- Problem requirements:
In the records that follow, find each line containing "monitor" and copy it.

- Source material:
%%
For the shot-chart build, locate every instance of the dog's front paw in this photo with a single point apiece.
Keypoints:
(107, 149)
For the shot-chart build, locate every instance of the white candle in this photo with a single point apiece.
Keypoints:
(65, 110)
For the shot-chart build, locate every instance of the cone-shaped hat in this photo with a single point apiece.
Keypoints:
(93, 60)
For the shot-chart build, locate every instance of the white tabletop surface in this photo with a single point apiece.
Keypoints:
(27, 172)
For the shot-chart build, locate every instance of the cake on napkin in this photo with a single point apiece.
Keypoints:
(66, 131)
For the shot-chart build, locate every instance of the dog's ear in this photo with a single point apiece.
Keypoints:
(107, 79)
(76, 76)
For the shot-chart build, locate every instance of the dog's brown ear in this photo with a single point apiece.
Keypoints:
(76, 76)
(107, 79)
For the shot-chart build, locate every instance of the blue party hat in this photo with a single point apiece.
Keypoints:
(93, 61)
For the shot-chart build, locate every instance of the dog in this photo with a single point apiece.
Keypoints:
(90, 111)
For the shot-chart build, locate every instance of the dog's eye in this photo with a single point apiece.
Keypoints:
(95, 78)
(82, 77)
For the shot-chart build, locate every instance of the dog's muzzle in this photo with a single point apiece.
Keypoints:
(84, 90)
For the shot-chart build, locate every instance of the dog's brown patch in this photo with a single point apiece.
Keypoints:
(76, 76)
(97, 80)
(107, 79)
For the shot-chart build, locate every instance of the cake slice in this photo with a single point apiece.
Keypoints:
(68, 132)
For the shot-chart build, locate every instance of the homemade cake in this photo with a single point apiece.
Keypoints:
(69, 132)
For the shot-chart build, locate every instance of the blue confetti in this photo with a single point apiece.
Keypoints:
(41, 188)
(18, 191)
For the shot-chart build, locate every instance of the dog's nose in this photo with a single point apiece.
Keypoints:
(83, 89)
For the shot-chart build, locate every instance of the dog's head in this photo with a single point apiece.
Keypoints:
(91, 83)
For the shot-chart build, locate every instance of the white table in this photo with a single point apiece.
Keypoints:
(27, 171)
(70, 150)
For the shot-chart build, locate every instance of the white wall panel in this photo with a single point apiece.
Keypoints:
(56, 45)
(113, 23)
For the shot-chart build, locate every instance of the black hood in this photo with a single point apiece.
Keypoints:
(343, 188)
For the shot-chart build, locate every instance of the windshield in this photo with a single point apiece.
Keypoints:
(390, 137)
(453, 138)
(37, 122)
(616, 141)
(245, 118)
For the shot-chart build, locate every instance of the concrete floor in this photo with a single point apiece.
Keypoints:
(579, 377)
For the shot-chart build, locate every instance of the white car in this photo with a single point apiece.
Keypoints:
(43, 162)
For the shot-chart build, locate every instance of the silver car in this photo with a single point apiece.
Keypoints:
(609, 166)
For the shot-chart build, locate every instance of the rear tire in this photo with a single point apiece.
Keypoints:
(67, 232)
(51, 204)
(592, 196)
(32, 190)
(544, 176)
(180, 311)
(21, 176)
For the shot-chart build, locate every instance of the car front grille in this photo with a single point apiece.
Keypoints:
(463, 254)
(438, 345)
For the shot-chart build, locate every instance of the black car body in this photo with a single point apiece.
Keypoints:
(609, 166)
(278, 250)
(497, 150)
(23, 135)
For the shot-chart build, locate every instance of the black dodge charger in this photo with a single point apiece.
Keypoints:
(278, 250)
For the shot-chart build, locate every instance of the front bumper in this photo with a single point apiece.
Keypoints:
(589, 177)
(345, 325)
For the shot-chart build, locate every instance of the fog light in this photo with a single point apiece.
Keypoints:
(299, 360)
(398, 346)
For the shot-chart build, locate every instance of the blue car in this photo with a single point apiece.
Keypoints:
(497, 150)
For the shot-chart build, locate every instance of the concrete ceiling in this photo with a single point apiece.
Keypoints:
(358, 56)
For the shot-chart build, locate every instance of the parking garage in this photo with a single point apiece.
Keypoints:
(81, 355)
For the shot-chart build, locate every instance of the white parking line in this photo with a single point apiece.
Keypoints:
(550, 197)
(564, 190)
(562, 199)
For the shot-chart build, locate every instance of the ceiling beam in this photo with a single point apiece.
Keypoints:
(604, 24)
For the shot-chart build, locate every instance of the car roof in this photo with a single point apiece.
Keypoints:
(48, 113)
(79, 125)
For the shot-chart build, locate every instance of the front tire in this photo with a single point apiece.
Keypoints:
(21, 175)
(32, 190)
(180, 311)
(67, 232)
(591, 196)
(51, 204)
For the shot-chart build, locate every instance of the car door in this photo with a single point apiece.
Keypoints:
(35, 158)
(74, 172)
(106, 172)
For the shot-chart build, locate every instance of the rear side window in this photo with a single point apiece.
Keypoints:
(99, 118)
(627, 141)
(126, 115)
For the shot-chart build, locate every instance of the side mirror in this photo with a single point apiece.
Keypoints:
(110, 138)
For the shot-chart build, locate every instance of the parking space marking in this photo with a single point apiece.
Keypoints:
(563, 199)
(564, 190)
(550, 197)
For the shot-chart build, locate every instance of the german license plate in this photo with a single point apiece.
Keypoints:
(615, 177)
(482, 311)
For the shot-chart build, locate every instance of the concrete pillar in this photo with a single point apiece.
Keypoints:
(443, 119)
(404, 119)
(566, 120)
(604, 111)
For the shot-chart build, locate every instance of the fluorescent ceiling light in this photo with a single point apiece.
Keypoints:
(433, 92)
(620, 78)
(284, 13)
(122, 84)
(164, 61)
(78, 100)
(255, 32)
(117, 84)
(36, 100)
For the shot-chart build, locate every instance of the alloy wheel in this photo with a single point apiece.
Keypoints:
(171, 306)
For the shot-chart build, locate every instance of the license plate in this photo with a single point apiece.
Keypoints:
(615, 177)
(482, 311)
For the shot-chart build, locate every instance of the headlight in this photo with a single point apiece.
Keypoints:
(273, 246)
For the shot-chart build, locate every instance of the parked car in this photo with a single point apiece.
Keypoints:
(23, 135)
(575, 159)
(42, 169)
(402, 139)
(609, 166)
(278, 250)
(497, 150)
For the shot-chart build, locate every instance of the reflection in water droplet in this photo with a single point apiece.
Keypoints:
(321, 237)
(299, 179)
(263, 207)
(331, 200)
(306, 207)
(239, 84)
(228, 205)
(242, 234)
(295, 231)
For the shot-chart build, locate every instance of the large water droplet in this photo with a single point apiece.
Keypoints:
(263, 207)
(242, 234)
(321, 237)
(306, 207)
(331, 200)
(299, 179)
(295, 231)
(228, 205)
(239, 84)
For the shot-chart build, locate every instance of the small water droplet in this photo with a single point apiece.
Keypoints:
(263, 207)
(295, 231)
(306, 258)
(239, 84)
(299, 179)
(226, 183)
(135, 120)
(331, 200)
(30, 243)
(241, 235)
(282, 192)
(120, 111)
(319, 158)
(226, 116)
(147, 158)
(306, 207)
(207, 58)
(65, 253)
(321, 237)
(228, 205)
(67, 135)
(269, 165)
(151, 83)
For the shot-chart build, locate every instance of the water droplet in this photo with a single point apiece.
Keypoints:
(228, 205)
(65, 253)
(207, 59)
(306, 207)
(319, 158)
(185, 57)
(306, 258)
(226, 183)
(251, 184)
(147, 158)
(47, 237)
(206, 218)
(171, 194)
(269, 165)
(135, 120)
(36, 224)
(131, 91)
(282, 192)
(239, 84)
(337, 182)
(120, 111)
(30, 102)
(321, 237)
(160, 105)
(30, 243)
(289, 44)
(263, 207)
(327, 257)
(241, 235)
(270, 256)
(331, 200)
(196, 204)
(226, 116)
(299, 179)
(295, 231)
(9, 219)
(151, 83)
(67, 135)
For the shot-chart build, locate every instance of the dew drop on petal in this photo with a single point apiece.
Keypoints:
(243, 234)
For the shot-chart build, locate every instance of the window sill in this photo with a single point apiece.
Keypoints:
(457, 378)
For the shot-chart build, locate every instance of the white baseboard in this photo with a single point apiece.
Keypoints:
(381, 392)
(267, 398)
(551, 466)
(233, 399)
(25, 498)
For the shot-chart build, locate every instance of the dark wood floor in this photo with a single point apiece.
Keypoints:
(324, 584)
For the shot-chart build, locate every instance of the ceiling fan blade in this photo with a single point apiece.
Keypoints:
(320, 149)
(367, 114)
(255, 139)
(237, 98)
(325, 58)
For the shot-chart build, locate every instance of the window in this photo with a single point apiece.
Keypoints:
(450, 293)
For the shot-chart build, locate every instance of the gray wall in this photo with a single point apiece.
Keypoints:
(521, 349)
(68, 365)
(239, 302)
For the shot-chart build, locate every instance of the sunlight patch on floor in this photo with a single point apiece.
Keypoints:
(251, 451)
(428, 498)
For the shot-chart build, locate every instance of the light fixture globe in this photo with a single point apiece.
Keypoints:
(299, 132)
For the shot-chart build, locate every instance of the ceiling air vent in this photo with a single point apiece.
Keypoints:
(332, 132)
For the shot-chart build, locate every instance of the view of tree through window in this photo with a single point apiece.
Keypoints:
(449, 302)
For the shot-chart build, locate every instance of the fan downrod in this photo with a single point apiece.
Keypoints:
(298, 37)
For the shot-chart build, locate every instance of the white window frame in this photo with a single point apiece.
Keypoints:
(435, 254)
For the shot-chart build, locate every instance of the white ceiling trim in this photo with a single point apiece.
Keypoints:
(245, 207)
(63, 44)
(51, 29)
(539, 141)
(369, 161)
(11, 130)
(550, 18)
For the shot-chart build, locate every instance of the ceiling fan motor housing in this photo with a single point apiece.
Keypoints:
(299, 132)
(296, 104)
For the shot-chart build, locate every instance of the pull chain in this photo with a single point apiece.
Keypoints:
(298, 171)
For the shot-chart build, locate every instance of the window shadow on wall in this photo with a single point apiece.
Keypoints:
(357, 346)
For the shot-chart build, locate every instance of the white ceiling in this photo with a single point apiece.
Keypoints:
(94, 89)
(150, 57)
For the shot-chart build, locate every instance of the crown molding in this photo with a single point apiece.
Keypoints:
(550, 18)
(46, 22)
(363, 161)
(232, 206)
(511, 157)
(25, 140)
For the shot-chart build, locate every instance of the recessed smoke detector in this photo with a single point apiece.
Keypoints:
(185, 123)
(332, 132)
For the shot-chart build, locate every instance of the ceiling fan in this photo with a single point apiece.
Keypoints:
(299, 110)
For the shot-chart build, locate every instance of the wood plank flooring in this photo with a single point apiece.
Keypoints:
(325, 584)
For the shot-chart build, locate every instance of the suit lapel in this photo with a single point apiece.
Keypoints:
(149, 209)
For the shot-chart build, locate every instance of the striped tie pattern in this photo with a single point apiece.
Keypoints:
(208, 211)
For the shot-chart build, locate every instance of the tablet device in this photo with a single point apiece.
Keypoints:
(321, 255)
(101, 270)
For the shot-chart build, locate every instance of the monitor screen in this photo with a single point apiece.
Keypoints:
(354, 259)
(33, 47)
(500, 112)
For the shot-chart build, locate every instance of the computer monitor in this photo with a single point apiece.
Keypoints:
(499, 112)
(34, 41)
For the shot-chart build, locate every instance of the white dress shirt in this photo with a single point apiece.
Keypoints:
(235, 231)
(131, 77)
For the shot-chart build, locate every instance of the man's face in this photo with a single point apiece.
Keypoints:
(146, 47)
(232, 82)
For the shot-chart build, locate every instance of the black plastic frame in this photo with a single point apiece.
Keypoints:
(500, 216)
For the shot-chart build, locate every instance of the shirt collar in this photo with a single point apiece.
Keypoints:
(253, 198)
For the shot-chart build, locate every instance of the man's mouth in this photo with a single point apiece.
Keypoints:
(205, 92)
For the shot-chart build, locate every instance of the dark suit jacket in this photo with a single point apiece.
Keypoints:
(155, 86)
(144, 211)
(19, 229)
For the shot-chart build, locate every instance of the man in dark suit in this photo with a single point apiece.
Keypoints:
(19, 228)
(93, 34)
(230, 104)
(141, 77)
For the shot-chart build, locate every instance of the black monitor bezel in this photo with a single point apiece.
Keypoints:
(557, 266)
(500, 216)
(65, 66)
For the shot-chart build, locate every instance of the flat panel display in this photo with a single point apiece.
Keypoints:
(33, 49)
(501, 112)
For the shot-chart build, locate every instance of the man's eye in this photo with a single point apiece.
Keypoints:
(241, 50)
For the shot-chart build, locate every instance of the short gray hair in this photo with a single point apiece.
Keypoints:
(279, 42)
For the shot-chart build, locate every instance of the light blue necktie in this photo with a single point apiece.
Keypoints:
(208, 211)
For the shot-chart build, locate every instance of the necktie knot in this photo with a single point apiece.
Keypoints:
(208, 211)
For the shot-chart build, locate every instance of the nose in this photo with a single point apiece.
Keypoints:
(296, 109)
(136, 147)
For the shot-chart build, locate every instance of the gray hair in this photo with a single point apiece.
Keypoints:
%%
- Written answer:
For the shot-chart build, locate every instance of the monitor screen in this photo with a single point apiece.
For the shot-chart build, locate every instance of the computer monitor in this photo with a single point apiece.
For the shot-chart build, locate every instance of the black monitor bezel in this photo with a single point apiece.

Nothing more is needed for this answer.